─── Information provided

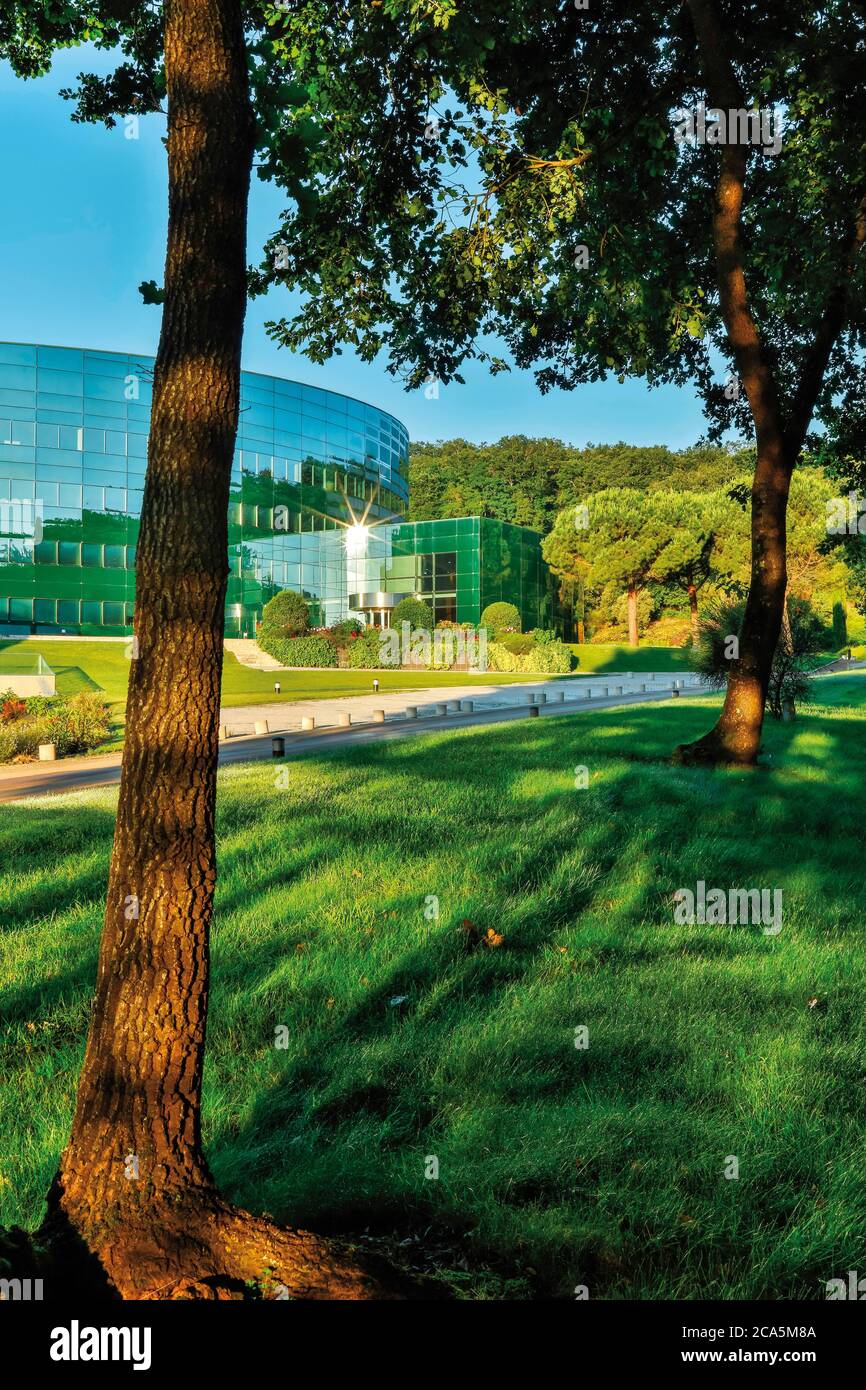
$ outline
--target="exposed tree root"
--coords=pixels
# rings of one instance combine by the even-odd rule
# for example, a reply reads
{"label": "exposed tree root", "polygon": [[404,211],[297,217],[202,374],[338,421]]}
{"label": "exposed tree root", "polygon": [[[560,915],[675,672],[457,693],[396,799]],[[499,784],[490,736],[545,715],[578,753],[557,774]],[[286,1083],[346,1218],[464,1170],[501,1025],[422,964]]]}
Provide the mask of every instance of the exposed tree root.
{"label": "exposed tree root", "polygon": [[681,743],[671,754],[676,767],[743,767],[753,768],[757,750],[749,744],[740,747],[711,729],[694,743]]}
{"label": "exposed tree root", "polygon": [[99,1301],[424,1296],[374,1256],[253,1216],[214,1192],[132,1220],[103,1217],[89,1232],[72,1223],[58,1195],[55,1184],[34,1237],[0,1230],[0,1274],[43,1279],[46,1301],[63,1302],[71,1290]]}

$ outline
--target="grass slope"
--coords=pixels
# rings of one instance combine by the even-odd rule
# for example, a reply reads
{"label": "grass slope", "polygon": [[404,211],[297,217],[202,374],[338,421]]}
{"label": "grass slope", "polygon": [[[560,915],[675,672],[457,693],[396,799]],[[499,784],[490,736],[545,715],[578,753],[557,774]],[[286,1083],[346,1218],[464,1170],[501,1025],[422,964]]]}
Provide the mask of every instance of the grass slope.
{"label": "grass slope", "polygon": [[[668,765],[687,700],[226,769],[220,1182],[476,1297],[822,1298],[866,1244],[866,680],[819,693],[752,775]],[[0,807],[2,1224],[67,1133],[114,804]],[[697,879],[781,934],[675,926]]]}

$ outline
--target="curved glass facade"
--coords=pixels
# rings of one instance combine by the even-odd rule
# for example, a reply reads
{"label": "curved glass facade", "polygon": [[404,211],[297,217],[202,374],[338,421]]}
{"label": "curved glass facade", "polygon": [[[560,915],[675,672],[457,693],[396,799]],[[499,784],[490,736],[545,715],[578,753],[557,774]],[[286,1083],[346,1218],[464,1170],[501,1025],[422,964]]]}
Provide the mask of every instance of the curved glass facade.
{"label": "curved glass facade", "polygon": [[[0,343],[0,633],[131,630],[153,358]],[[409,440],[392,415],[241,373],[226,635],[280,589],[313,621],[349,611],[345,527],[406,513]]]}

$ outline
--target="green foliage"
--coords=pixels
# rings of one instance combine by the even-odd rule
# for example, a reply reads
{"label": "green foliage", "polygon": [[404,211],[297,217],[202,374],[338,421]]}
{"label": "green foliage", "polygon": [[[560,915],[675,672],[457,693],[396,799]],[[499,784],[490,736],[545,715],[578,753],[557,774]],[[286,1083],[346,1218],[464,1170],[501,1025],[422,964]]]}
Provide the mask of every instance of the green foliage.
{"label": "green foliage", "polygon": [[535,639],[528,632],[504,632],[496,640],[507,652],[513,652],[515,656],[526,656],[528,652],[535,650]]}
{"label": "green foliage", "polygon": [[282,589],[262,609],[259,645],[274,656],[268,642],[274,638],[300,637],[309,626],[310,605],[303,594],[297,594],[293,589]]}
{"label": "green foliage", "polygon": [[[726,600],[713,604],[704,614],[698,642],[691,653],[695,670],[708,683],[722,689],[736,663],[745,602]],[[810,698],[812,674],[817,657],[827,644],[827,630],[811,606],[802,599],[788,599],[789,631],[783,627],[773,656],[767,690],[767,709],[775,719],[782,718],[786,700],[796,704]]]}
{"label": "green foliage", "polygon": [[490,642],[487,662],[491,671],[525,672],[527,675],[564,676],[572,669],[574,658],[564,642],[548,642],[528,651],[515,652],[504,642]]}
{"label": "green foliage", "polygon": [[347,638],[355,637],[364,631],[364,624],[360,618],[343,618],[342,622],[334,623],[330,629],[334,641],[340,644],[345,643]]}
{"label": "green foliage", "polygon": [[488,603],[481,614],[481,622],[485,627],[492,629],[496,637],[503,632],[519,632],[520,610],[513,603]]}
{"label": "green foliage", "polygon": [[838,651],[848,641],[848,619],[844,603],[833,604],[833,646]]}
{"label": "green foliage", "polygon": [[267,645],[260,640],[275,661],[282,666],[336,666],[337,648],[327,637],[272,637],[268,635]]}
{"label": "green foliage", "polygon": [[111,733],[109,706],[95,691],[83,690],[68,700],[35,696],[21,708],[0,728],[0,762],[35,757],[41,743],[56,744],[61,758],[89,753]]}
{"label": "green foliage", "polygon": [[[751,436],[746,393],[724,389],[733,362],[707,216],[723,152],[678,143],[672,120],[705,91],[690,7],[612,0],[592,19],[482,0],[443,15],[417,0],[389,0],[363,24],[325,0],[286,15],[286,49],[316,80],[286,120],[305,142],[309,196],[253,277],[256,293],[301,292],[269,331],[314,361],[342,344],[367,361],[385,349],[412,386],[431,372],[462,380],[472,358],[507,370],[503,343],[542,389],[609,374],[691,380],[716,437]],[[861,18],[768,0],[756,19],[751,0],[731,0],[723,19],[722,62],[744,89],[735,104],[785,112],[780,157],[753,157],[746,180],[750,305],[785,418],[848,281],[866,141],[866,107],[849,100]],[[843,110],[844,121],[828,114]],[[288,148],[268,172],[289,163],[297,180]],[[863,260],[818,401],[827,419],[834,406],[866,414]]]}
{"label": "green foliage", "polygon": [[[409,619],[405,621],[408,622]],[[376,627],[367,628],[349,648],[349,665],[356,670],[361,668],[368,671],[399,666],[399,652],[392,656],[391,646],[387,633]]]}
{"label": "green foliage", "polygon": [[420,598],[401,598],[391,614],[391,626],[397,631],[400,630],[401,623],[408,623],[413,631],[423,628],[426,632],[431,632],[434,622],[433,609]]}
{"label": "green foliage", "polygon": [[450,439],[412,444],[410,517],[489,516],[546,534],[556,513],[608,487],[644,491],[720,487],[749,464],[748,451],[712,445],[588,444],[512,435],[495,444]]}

──────

* **Task details**
Repeat every record precisely. Any picture among them stays out of the copy.

* **Response to the task**
$ outline
--target="exposed tree root"
--coords=pixels
# rings of one instance combine by the even-odd rule
# for example, a reply reads
{"label": "exposed tree root", "polygon": [[404,211],[297,217],[202,374],[338,421]]}
{"label": "exposed tree root", "polygon": [[[560,915],[675,672],[457,693],[396,799]],[[499,784],[490,736],[545,715],[578,753],[557,774]],[[286,1083],[346,1218],[464,1170],[501,1025],[422,964]]]}
Provide the mask of every instance of the exposed tree root.
{"label": "exposed tree root", "polygon": [[681,743],[671,754],[676,767],[743,767],[753,768],[757,750],[749,744],[740,747],[711,729],[694,743]]}
{"label": "exposed tree root", "polygon": [[99,1301],[424,1296],[374,1256],[253,1216],[214,1192],[132,1220],[103,1217],[89,1232],[72,1223],[58,1195],[55,1184],[34,1237],[0,1230],[0,1274],[43,1279],[46,1301],[63,1302],[71,1290]]}

$ outline
--target="grass slope"
--coords=pixels
# rings of one instance combine by the even-odd rule
# for example, a reply reads
{"label": "grass slope", "polygon": [[404,211],[297,217],[202,374],[338,421]]}
{"label": "grass slope", "polygon": [[[560,915],[675,672],[457,693],[396,799]],[[499,784],[490,736],[545,715],[578,753],[557,774]],[[286,1083],[346,1218],[464,1170],[501,1025],[422,964]]]}
Provide the mask of every instance of the grass slope.
{"label": "grass slope", "polygon": [[[668,765],[687,700],[226,769],[220,1182],[476,1297],[822,1298],[866,1244],[866,680],[819,693],[752,775]],[[0,807],[2,1224],[67,1133],[114,804]],[[697,879],[781,934],[675,926]]]}

$ outline
--target="curved glass facade"
--coords=pixels
# rings of one instance combine by the even-odd rule
# for example, a reply reads
{"label": "curved glass facade", "polygon": [[404,211],[297,217],[202,374],[338,421]]}
{"label": "curved glass facade", "polygon": [[[560,915],[675,672],[457,693],[396,799]],[[499,784],[490,736],[545,715],[578,753],[557,774]],[[286,1083],[346,1218],[464,1170],[501,1025],[422,964]]]}
Provide the mask of every instance of the curved glass facade.
{"label": "curved glass facade", "polygon": [[[0,343],[0,633],[131,630],[153,358]],[[409,440],[392,415],[241,373],[226,635],[280,589],[313,621],[349,611],[345,527],[406,513]]]}

$ outline
--target="green foliage"
--coords=pixels
# rings of one instance combine by the even-odd rule
# for example, a reply reads
{"label": "green foliage", "polygon": [[404,211],[297,217],[202,374],[338,421]]}
{"label": "green foliage", "polygon": [[[560,915],[675,672],[457,693],[396,799]],[[499,784],[490,736],[545,715],[578,753],[557,774]],[[286,1083],[346,1218],[464,1170],[501,1025],[422,964]]]}
Provide the mask of every instance of the green foliage.
{"label": "green foliage", "polygon": [[535,639],[528,632],[504,632],[496,640],[507,652],[513,652],[515,656],[526,656],[528,652],[535,650]]}
{"label": "green foliage", "polygon": [[282,589],[262,609],[259,645],[274,656],[268,642],[274,638],[300,637],[309,626],[310,605],[303,594],[297,594],[293,589]]}
{"label": "green foliage", "polygon": [[[726,600],[713,604],[704,614],[698,642],[691,653],[695,670],[708,683],[722,689],[736,663],[745,602]],[[810,698],[812,674],[817,657],[827,644],[827,630],[811,606],[802,599],[788,599],[789,631],[783,627],[773,656],[767,690],[767,709],[775,719],[782,718],[786,700],[796,704]]]}
{"label": "green foliage", "polygon": [[490,642],[487,662],[491,671],[525,672],[527,675],[564,676],[572,669],[574,658],[564,642],[548,642],[528,651],[515,652],[504,642]]}
{"label": "green foliage", "polygon": [[347,638],[355,637],[364,631],[364,624],[360,618],[343,618],[342,622],[334,623],[330,629],[334,641],[340,644],[345,643]]}
{"label": "green foliage", "polygon": [[488,603],[481,614],[481,622],[485,627],[492,629],[496,637],[503,632],[519,632],[520,610],[513,603]]}
{"label": "green foliage", "polygon": [[838,651],[848,641],[848,619],[844,603],[833,604],[833,646]]}
{"label": "green foliage", "polygon": [[267,645],[260,640],[275,661],[282,666],[336,666],[337,648],[327,637],[272,637],[268,635]]}
{"label": "green foliage", "polygon": [[111,733],[109,706],[95,691],[83,690],[68,700],[35,696],[21,708],[0,728],[0,762],[35,757],[41,743],[56,744],[61,758],[89,753]]}
{"label": "green foliage", "polygon": [[[751,436],[746,393],[724,389],[733,362],[707,216],[723,152],[678,143],[672,120],[705,91],[690,7],[612,0],[592,19],[482,0],[443,15],[417,0],[389,0],[363,24],[325,0],[286,15],[286,49],[316,80],[286,120],[305,142],[309,196],[253,277],[256,293],[301,292],[269,331],[314,361],[342,344],[367,361],[385,349],[412,386],[431,372],[462,380],[472,358],[507,370],[503,343],[542,389],[609,374],[691,380],[716,437]],[[861,18],[768,0],[756,19],[751,0],[731,0],[723,19],[722,62],[744,89],[735,104],[785,112],[780,157],[753,157],[746,180],[750,305],[785,418],[848,281],[866,141],[866,107],[849,100]],[[843,110],[844,121],[828,114]],[[288,148],[268,172],[289,163],[297,180]],[[863,260],[818,401],[827,419],[834,406],[866,414]]]}
{"label": "green foliage", "polygon": [[[409,619],[405,621],[408,622]],[[376,627],[367,628],[349,648],[349,665],[356,670],[361,668],[368,671],[399,666],[399,652],[392,656],[391,646],[387,633]]]}
{"label": "green foliage", "polygon": [[420,598],[401,598],[391,614],[391,626],[397,631],[400,630],[401,623],[408,623],[413,631],[423,628],[426,632],[431,632],[434,622],[433,609]]}
{"label": "green foliage", "polygon": [[450,439],[412,444],[410,517],[489,516],[546,534],[556,513],[608,487],[644,491],[720,487],[749,464],[748,451],[712,445],[588,444],[512,435],[495,444]]}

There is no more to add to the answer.